══ Исходный текст

Потратить деньги немецкие военнослужащие могли в основном в маркитанской лавке, в аналоге нашего «Военторга», только куда с большим и либеральным ассортиментом.
17 ноября 1942 года немецкий офицер по имени Вольфганг пишет в Германию своей «дорогой, дорогой Ленхен»: «13 ноября ездил в лазарет, который размещался рядом со складом, и навестил заодно нашего больного гриппом командира. Нашел маркитанские товары и приобрел все, что просили. На каждого получилось по бутылке сербского белого вина, полбутылки шампанского, трети бутылки рома, шестой части бутылки ликера, 394 сигареты, туалетная бумага, почтовые открытки, конверты и бумага для писем, открывалка для консервов, шапка-наушники, пятновыводитель, лезвия для безопасной бритвы. Все это обошлось мне в 44 марки и несколько пфеннигов. (Действительно, «Военторг» и рядом не стоял. — Авт.)
Еще один вид освобождения карманов от денег — тоже традиционный для всех времен, народов и армий — карточная игра.
Армин Шейдербауер вспоминает, как в его приезд в 1944 году в Германию он проиграл месячный оклад лейтенанта — 300 марок и вынужден был «пойти в банк и снять деньги со своего сберегательного счета, чтобы заплатить долг чести».
Однако в расположении воинских частей азартные игры были запрещены, и о карточных баталиях в госпитале Бенно Цизер пишет так:
«Если бы нас застукали, все деньги со стола, до последнего пфеннига, были бы конфискованы. По этой причине один из нас всегда стоял на стреме на случай, если появится главный враг или казначей».

════

**Набор заданий**
A) Перепечатайте дословно записи, начиная со строки, которая содержит «for black metal», и заканчивая концом записей, включая обе границы.
B) Продолжите текст о том, на что тратили деньги немецкие военнослужащие, начиная сразу после его последнего предложения.

══ Набор записей

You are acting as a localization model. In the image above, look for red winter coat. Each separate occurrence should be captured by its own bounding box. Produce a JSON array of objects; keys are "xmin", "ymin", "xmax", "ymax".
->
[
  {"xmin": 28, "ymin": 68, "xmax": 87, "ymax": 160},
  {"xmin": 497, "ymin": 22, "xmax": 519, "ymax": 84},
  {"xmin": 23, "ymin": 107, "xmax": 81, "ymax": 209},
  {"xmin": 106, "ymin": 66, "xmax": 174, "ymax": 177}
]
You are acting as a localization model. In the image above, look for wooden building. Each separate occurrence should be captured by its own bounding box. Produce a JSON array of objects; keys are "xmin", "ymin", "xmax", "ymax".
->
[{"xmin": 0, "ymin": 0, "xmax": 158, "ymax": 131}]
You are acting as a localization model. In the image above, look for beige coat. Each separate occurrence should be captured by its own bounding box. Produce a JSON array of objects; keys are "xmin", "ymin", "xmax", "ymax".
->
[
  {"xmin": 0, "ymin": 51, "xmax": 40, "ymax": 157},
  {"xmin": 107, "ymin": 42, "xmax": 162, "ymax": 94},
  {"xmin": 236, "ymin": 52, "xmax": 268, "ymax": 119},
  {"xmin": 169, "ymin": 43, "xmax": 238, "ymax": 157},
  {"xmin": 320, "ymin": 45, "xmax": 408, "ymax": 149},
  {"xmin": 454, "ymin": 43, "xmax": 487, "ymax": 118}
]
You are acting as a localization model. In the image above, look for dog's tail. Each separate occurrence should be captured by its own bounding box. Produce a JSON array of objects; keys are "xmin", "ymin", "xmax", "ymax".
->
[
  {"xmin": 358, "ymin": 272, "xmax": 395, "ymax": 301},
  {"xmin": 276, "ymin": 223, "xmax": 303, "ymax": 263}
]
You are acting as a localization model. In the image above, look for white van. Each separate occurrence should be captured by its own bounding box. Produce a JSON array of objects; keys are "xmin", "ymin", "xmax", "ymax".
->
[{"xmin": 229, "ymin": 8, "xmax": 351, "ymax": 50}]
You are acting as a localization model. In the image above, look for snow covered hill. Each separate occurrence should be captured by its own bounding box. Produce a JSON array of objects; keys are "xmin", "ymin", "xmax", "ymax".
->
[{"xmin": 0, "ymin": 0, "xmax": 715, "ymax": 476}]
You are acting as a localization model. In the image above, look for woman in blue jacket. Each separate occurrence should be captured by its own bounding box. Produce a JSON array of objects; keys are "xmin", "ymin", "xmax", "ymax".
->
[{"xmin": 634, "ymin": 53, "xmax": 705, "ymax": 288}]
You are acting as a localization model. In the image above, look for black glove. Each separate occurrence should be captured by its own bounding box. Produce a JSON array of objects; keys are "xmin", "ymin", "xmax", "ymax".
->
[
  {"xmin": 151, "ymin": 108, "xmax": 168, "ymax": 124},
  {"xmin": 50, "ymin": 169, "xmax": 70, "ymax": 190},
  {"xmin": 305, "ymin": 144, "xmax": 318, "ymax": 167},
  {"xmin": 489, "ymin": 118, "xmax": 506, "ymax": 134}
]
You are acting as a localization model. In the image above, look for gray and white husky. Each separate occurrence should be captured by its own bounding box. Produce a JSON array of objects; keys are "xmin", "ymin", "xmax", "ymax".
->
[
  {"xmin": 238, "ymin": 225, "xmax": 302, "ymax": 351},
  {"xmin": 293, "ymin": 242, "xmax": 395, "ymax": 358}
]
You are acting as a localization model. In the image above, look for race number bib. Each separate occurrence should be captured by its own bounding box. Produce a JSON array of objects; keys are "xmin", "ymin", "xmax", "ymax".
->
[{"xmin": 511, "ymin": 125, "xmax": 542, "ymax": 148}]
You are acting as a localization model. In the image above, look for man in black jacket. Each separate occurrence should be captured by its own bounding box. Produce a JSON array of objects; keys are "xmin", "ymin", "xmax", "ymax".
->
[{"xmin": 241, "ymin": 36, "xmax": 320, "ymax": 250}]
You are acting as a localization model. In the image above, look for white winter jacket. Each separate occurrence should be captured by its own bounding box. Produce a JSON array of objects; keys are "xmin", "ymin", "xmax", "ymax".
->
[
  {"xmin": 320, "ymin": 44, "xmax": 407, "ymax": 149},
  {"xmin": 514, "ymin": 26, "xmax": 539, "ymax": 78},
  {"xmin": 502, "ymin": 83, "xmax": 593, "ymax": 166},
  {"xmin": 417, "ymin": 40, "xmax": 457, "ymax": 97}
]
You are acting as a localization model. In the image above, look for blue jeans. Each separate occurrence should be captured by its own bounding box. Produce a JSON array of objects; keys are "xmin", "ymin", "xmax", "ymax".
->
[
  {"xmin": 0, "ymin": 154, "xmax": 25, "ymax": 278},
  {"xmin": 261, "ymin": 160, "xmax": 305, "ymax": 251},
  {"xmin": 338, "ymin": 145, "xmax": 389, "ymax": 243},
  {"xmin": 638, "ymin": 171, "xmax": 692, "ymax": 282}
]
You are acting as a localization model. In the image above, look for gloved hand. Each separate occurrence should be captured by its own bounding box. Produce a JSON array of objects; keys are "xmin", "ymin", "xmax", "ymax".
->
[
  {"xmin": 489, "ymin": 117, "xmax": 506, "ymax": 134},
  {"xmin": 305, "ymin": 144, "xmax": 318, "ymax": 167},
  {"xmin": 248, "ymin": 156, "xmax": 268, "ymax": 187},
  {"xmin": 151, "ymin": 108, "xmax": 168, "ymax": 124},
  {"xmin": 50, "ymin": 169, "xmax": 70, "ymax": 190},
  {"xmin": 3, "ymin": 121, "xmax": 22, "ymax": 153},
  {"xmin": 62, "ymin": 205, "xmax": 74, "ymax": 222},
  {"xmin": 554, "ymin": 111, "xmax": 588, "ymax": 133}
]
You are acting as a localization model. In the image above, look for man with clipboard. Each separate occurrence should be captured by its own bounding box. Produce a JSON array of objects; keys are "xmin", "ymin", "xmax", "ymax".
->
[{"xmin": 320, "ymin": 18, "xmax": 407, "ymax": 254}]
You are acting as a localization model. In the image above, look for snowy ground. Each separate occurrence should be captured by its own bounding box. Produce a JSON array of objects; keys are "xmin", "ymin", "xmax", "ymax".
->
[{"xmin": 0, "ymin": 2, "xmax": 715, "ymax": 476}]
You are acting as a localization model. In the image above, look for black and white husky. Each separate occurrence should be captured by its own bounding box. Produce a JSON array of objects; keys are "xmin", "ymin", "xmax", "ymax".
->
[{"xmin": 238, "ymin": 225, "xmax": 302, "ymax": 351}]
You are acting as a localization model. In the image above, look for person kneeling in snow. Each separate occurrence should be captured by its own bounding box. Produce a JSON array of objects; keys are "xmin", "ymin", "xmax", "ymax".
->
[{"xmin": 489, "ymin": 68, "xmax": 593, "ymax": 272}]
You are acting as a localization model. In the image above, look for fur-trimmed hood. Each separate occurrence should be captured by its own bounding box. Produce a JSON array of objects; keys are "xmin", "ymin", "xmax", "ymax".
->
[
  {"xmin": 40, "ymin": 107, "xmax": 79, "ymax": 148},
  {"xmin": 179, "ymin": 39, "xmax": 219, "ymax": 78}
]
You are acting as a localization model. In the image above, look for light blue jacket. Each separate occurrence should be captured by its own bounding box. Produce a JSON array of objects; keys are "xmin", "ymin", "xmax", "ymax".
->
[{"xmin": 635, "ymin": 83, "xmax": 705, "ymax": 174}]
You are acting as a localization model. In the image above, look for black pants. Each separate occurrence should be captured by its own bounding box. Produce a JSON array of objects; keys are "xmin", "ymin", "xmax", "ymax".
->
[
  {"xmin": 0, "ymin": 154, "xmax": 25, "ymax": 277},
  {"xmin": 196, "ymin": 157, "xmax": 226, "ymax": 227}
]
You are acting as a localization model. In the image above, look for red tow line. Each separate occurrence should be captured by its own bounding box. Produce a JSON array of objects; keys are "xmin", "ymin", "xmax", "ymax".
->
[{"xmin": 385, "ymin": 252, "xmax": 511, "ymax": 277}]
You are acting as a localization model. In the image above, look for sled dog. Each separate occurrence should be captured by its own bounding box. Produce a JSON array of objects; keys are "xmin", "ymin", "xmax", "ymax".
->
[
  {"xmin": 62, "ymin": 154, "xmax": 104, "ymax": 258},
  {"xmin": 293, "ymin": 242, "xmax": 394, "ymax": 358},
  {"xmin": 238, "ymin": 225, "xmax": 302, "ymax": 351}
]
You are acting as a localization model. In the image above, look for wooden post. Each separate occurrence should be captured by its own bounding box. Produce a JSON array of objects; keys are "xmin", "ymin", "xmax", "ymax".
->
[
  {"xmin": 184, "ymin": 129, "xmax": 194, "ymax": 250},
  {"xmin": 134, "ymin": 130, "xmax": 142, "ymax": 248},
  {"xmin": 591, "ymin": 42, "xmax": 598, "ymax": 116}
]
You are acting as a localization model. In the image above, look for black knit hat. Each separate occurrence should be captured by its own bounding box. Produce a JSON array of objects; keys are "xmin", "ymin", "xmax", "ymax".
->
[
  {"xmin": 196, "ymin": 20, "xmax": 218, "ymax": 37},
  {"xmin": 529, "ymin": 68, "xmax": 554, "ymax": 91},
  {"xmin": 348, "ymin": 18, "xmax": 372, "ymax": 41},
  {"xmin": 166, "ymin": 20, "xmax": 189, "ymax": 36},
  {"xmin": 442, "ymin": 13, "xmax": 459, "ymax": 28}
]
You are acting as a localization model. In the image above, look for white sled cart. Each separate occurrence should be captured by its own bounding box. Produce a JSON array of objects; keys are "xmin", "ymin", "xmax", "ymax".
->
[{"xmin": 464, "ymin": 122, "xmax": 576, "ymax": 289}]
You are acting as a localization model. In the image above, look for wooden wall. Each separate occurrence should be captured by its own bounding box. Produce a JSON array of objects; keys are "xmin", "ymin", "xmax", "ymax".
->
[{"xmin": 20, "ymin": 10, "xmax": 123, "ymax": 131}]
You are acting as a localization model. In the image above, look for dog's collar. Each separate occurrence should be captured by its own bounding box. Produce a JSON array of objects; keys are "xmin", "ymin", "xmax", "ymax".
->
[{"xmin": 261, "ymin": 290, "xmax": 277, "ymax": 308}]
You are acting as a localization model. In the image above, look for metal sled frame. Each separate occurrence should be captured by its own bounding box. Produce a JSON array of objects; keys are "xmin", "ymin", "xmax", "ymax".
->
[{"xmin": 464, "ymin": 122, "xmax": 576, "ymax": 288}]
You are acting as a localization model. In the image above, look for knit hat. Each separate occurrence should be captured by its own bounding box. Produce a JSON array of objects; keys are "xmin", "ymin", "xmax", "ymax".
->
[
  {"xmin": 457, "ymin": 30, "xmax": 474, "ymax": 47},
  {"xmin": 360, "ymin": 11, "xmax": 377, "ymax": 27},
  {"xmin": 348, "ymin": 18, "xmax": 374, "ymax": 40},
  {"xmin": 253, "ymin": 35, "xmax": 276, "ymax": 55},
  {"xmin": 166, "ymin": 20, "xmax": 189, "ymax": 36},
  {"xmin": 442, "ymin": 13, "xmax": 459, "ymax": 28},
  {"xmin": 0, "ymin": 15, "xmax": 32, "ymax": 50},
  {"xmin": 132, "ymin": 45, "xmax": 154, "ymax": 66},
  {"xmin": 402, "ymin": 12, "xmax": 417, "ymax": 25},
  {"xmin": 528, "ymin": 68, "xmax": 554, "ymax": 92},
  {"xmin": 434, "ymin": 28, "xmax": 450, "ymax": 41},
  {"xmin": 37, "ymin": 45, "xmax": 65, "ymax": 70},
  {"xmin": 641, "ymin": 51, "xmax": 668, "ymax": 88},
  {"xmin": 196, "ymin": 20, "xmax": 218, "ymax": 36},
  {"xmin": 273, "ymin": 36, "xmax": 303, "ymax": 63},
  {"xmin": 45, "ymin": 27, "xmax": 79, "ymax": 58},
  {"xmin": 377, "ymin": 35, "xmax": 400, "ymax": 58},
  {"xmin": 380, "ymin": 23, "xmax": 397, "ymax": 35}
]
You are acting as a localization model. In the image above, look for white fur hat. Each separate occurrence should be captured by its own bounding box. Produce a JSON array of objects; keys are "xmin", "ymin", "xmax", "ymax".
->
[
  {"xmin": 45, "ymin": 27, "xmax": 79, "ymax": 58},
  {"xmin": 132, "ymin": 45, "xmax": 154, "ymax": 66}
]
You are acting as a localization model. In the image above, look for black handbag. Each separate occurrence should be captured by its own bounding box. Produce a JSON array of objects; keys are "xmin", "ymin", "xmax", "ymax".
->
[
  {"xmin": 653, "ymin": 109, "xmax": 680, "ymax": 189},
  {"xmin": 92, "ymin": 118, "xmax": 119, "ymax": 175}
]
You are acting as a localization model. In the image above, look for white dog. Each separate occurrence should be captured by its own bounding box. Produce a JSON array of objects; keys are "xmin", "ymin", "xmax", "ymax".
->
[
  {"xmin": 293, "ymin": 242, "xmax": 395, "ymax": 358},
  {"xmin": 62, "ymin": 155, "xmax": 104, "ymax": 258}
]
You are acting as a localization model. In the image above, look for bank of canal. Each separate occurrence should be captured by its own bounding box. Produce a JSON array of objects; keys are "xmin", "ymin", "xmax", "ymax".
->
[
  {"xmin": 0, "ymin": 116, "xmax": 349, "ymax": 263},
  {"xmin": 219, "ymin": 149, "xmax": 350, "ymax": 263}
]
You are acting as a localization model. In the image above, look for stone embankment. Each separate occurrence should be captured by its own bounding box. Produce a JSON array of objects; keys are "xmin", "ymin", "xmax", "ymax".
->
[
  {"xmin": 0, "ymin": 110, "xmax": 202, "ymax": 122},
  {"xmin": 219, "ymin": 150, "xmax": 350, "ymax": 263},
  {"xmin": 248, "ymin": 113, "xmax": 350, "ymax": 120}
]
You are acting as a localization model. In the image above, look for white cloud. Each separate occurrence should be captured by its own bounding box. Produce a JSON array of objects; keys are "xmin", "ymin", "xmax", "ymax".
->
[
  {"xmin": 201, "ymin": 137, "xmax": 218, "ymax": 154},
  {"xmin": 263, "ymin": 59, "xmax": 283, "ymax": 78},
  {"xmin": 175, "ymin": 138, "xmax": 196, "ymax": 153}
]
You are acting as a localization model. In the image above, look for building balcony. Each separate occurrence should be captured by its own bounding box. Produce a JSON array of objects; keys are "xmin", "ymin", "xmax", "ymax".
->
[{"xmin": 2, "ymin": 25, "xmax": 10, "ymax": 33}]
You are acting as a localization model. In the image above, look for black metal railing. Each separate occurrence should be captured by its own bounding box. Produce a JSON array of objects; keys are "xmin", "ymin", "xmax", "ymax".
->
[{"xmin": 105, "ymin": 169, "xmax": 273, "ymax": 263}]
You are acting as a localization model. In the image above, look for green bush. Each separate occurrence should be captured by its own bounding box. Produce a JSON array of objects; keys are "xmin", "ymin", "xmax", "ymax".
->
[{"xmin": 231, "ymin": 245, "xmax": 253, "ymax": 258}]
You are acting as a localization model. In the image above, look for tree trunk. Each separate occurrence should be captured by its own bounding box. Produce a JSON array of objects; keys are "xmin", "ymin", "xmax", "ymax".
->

════

**Письменные ответы**
A)
You are acting as a localization model. In the image above, look for black metal railing. Each separate occurrence should be captured by its own bounding box. Produce a JSON array of objects; keys are "xmin", "ymin", "xmax", "ymax".
->
[{"xmin": 105, "ymin": 169, "xmax": 273, "ymax": 263}]
You are acting as a localization model. In the image above, look for green bush. Each separate occurrence should be captured by its own bounding box. Produce a JSON array of objects; keys are "xmin", "ymin", "xmax", "ymax".
->
[{"xmin": 231, "ymin": 245, "xmax": 253, "ymax": 258}]
You are acting as a localization model. In the image above, look for tree trunk. Each separate occurrence should be captured by its own bounding box. Produce a JSON array of objects; keys are "xmin", "ymin", "xmax", "ymax".
->

B)
За пулемет — талон в бордель
Хотя в вермахте и не были введены денежные вознаграждения «по результатам боевой работы», тем не менее определенный вид поощрений для солдат все же имелся. Так, за уничтожение вражеского пулеметного расчета или офицера выше командира роты солдатам полагались дополнительные талоны на посещение публичного дома. Надо полагать, чтобы несколько снять напряжение.
А генералы Гитлера порой получали за свои деяния деньги весьма солидные.
21 августа 1943 года фюрер представил главнокомандующего 18-й армией группы армий «Север» Георга Линдеманна к рыцарскому кресту, а немногим позднее помимо наград, похвал и словесных поощрений, тот получил чек на сумму в 200 тысяч рейхсмарок, присланный Гитлером за «честную и верную службу».
В феврале 1945 года нацистский вождь вызвал в ставку героя боев с американцами в Арденнах командующего 5-й танковой армией немцев Хосе фон Мантойфеля, наградил его бриллиантами к Рыцарскому кресту и предложил пособие в размере 200 тысяч марок. Однако от денег Мантойфель отказался, потому как считал, что «солдату не подобает принимать подобную «награду» за то, что от него требует служебный долг».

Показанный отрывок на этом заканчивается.